-- Start of Source extract --
The Boat is a 2018 Maltese thriller drama film directed by Winston Azzopardi and written by Joe Azzopardi and Winston Azzopardi. Joe Azzopardi is the only cast member, and the film has very few spoken lines.

Plot 
The film stars Joe Azzopardi as a lone sailor who finds an abandoned sailboat. Out of curiosity, he approaches the abandoned sailboat, ties his boat to the Sailboat and jumps aboard and checks out the Sail to learn that there is no one present. He comes outside to realise that his boat tied to the abandoned Sailboat is gone and nowhere in sight. He goes to the deck and when he is about to urinate, one of the sails hit him and he almost goes overboard before he catches the railing in time and jumps back to the Sailboat.

He then proceeds to the bathroom and urinates and the door automatically closes. To his horror he realises that the door does not open. He finds a small window and opens it to find a Cargo ship passing by. He panics and tries to open the door, but in vain. He spends the night which is hit by a storm and he passes out on the bathroom floor. The next morning he finds water has flooded the sail boat and the water level is raising by each passing minute. He finds a rope hanging outside the bathroom window and throws it in the water which eventually tangles with the turbine and slows down the sailboat. With water level raising, he submerges and looks at the door knob and pushes it hard to break the door.
-- End of Source extract --
-- Start of Data --
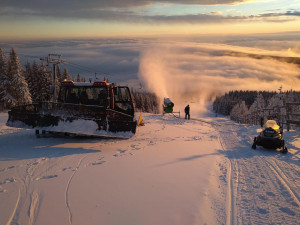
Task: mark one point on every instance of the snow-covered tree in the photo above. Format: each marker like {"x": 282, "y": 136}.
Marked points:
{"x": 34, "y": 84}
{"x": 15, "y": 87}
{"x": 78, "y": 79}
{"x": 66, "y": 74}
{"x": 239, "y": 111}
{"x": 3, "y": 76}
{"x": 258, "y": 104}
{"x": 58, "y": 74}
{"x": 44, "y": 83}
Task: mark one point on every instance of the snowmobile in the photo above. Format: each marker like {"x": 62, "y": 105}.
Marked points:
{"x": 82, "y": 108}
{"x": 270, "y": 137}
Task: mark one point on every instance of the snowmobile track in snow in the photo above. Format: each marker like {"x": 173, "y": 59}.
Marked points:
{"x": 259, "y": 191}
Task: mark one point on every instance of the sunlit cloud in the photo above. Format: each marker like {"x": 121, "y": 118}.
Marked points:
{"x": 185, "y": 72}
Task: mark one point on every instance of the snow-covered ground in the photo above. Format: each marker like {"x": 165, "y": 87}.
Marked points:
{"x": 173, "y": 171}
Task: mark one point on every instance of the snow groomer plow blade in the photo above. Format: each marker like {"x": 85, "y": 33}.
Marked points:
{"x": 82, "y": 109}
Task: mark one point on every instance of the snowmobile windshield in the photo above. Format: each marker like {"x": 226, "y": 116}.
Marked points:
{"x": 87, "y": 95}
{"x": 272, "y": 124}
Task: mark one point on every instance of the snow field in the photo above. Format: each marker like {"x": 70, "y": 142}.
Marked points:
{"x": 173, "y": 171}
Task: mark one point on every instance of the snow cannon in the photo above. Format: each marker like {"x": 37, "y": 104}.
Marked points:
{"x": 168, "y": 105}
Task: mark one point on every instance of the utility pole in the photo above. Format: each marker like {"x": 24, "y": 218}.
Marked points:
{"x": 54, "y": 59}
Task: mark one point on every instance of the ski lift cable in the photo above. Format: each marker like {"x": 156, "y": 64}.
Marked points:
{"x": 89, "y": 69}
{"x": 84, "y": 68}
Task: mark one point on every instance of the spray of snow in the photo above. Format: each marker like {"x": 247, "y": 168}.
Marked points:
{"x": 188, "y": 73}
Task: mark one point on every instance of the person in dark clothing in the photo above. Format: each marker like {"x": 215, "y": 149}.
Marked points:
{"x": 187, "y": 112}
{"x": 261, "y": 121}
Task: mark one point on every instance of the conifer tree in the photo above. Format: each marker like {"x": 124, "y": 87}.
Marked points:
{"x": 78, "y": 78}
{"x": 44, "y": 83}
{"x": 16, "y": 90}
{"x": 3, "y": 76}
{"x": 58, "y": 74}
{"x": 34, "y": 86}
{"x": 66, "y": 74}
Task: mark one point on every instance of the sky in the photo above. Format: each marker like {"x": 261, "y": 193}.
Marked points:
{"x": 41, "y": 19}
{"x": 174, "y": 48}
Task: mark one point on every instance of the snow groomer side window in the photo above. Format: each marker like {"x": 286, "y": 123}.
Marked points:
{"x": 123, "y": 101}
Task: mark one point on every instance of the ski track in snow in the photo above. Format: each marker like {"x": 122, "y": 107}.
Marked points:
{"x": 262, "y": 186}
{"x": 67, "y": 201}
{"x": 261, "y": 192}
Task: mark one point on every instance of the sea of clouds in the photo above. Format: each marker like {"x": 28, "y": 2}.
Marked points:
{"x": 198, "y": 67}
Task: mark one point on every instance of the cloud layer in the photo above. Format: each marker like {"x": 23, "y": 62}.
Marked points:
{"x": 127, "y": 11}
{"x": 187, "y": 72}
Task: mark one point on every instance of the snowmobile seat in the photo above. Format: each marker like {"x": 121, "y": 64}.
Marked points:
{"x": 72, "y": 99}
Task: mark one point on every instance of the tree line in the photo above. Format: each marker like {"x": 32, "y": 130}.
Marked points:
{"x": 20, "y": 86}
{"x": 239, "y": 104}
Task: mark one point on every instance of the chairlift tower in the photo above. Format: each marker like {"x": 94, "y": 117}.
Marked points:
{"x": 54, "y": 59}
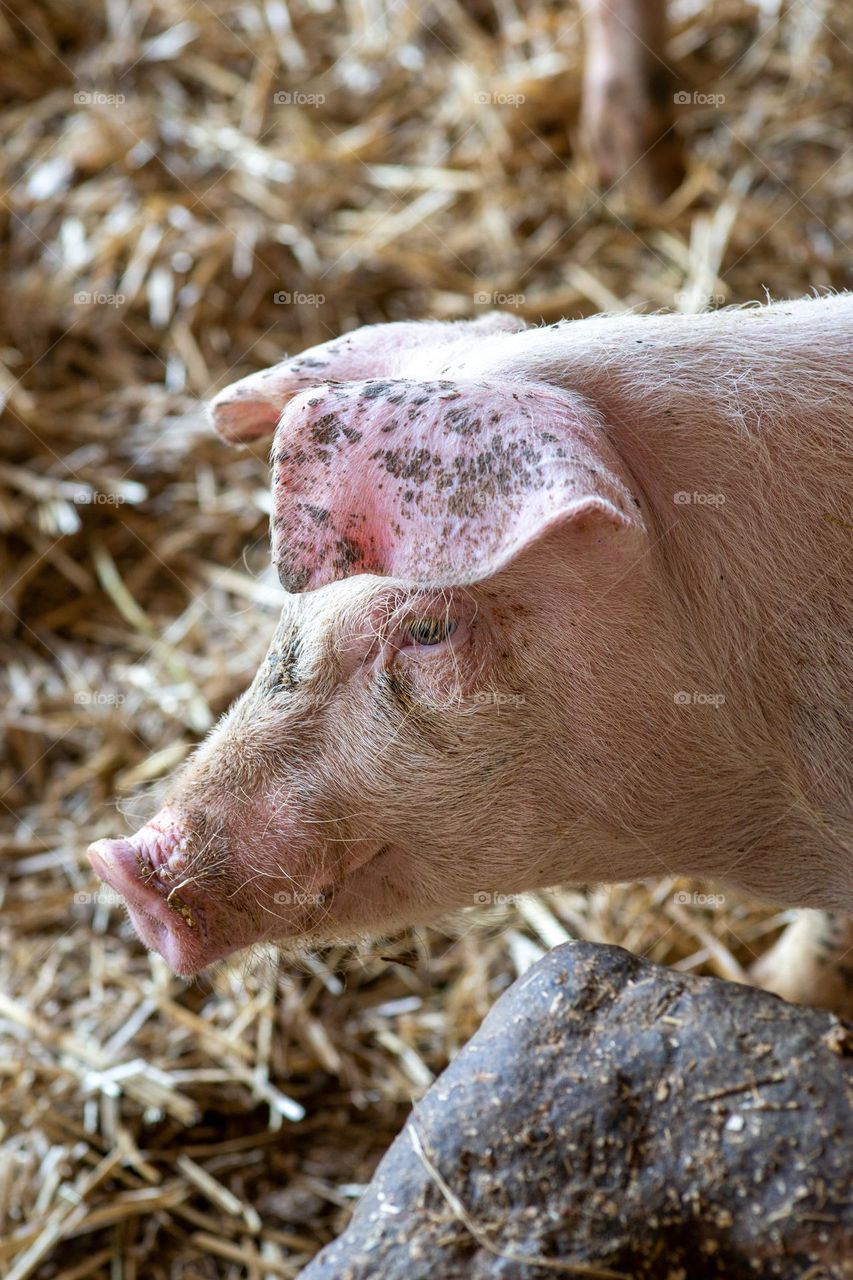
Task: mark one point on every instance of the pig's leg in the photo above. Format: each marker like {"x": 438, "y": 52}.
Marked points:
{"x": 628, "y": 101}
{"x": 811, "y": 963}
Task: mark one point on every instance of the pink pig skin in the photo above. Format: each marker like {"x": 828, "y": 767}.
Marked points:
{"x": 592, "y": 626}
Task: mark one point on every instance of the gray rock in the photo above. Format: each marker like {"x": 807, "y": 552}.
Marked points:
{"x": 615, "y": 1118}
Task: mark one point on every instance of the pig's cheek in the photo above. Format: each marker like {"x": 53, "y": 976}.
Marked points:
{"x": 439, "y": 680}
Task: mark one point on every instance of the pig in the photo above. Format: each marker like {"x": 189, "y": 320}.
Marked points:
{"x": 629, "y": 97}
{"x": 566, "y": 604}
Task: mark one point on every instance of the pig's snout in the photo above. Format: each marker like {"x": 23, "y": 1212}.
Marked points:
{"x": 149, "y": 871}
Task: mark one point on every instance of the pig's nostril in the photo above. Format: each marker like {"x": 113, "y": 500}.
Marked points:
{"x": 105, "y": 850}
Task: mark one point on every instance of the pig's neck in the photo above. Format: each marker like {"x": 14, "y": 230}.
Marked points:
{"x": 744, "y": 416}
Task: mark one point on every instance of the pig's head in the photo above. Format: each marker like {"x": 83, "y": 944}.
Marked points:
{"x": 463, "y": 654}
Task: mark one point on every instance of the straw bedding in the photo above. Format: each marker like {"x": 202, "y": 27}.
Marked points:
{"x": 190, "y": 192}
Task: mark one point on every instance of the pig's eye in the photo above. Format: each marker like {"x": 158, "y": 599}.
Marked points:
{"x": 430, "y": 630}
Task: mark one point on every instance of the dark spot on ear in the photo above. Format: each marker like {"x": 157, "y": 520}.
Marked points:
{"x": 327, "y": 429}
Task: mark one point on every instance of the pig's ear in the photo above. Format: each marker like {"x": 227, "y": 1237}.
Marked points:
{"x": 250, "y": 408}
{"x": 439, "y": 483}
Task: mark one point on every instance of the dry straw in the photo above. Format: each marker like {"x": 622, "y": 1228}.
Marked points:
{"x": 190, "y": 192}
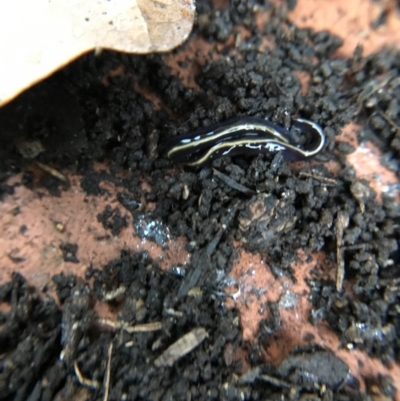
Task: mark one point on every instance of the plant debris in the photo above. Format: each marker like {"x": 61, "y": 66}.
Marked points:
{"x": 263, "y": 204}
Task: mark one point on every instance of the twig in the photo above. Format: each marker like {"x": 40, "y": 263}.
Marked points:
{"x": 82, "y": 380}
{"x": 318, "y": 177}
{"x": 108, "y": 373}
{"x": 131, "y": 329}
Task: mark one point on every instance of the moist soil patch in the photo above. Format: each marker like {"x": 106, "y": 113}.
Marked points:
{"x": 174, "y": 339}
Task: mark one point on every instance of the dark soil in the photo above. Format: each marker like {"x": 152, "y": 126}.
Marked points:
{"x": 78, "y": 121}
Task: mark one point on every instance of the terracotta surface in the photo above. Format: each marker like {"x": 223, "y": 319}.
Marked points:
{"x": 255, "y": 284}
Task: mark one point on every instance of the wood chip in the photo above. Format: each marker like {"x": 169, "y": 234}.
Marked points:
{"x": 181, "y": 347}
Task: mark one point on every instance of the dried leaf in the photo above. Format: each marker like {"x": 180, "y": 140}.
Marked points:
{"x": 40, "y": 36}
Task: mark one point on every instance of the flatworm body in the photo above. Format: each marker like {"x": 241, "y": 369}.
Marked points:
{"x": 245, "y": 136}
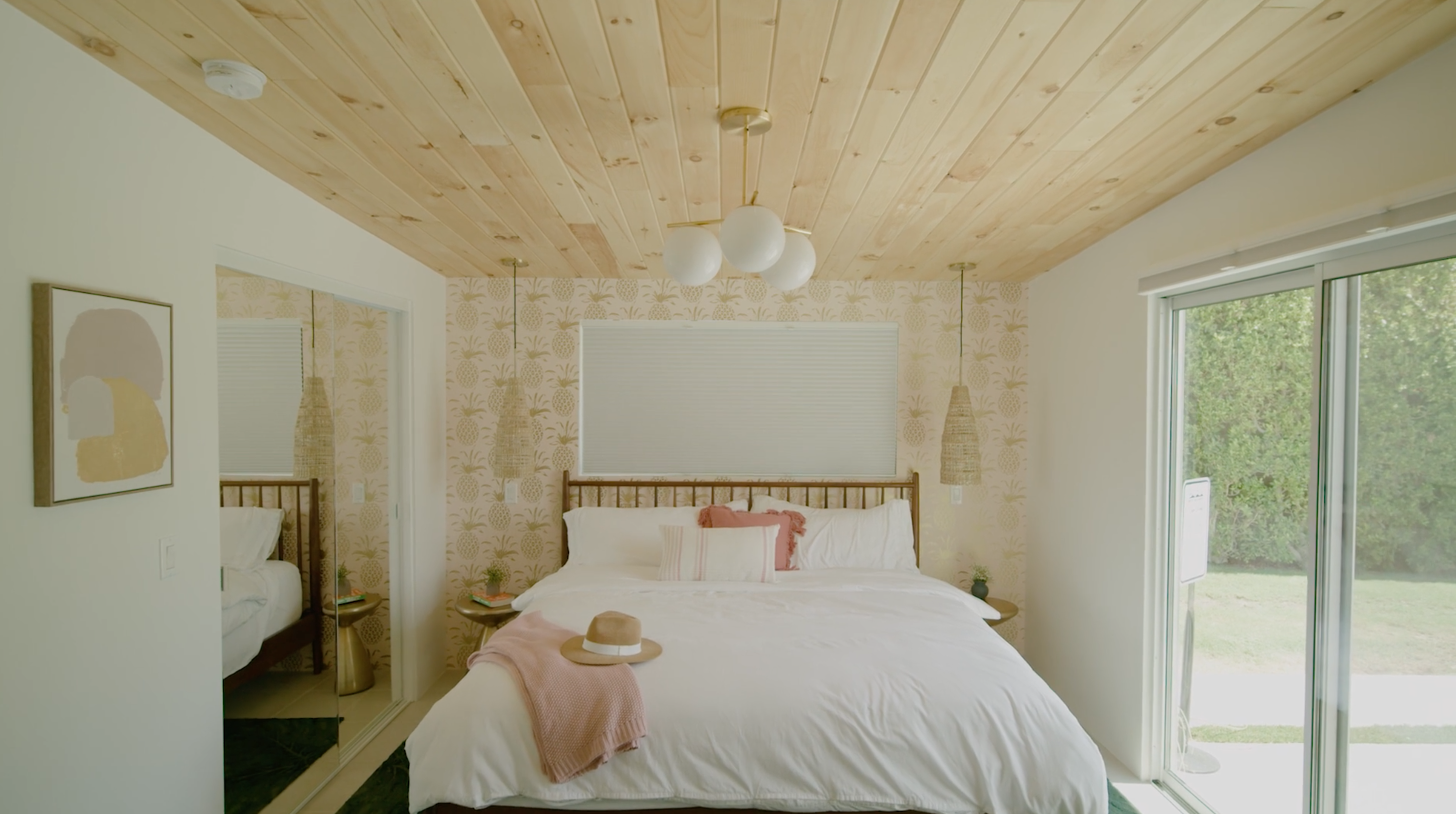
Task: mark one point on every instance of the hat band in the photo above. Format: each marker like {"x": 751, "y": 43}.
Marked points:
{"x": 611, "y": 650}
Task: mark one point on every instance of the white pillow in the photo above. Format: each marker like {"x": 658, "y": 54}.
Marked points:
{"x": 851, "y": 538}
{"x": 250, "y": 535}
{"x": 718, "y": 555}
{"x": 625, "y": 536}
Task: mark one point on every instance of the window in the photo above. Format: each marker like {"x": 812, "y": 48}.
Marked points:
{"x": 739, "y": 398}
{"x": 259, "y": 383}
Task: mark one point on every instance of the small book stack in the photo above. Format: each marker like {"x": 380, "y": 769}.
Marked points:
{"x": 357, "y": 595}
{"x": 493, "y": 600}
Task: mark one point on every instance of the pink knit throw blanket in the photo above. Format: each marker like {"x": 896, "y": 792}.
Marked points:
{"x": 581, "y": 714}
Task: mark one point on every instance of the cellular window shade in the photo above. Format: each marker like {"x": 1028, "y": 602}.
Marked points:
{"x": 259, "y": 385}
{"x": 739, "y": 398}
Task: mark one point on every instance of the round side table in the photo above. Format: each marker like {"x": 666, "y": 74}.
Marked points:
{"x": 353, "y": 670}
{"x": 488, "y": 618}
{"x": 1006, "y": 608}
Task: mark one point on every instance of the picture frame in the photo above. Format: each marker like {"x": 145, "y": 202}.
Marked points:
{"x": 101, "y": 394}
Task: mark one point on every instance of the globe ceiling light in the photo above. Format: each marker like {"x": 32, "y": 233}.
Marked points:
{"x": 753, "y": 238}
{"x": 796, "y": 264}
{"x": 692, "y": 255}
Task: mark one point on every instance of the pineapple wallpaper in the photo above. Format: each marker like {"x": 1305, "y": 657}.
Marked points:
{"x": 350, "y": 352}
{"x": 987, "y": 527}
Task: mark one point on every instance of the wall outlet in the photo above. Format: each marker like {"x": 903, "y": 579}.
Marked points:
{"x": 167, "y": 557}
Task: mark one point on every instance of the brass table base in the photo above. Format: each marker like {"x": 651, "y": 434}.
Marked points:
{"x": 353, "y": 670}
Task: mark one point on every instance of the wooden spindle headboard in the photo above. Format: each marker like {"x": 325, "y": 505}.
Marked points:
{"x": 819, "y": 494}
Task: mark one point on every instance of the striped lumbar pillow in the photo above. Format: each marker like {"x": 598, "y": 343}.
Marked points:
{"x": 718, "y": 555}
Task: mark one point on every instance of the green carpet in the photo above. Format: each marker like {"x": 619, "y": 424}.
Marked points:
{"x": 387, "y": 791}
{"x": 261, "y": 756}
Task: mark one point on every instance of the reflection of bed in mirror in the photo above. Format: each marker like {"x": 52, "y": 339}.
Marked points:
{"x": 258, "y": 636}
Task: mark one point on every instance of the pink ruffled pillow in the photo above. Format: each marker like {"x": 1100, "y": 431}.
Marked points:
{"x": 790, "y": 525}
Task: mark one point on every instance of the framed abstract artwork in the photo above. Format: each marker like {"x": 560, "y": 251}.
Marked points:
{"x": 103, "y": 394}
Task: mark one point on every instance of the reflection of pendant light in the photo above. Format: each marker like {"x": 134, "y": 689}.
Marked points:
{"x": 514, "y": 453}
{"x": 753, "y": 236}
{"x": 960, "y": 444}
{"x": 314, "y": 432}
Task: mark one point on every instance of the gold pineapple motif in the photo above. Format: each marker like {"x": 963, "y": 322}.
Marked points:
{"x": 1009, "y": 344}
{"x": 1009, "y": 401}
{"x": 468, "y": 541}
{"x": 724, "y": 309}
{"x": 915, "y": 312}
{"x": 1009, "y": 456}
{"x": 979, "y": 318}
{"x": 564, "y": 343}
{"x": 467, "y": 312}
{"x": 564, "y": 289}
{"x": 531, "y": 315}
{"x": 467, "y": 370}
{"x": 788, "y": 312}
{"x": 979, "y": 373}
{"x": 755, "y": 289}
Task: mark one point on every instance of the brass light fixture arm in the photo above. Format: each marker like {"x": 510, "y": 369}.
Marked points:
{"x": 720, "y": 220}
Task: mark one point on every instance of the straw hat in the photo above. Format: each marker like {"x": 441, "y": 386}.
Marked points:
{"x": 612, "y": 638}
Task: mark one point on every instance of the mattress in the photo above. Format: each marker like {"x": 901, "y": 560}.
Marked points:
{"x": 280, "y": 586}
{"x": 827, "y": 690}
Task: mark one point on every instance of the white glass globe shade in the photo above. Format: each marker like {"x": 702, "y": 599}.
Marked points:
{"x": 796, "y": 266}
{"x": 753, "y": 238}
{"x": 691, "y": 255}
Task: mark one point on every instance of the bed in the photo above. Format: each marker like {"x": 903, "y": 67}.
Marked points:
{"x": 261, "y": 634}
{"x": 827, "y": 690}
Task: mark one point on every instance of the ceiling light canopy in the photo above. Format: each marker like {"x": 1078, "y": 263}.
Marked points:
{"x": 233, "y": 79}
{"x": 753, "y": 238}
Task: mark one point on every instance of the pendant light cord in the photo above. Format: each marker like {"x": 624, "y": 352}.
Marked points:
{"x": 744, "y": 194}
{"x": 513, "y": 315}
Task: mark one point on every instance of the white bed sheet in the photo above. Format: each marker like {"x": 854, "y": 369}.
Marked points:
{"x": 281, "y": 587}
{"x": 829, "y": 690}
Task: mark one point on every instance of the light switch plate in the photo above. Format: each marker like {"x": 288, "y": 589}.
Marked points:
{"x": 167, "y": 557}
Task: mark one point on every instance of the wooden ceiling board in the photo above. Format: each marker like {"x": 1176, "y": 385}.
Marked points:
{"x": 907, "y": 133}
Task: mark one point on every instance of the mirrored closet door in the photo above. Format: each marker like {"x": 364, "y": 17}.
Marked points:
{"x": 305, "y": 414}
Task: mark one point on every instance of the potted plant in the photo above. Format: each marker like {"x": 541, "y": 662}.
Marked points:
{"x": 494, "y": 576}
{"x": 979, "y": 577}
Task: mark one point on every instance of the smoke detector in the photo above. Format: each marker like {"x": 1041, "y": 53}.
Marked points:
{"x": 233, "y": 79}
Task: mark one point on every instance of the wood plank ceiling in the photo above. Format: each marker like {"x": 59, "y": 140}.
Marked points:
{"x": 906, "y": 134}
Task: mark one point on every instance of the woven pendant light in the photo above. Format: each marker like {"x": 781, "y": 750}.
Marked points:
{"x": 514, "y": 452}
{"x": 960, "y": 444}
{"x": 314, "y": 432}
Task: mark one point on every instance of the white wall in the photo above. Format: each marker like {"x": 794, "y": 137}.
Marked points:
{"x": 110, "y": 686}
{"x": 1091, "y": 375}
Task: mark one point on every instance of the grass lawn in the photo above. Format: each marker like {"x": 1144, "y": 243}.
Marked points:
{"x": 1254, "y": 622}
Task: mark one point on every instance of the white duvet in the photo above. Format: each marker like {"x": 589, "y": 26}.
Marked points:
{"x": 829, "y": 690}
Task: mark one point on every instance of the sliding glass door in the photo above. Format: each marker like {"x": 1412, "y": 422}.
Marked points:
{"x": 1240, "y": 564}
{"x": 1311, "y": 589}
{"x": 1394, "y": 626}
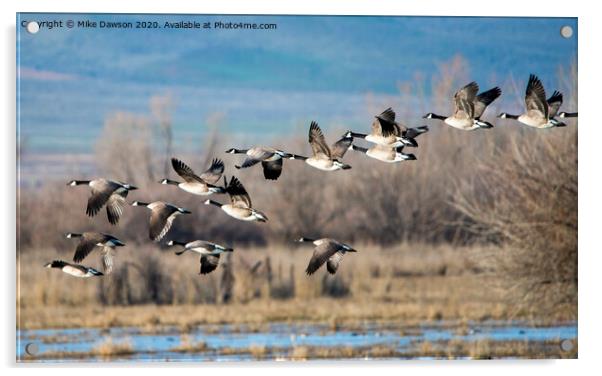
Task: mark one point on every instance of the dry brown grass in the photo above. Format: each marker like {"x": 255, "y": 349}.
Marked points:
-- End of Data --
◆ **Tasks to complete**
1. Using the film summary, decide whether each statement agrees with it. Answer yes or no and quote the words that settle it.
(a) The film was directed by Joe Azzopardi.
(b) Joe Azzopardi is the only cast member.
(c) From a small window, the sailor sees a cargo ship passing by.
2. Translate this sentence from the film summary into Spanish: "He panics and tries to open the door, but in vain."

◆ **Written answers**
1.
(a) No: "directed by Winston Azzopardi"
(b) Yes: "Joe Azzopardi is the only cast member"
(c) Yes: "He finds a small window and opens it to find a Cargo ship passing by."

2. Entra en pánico e intenta abrir la puerta, pero en vano.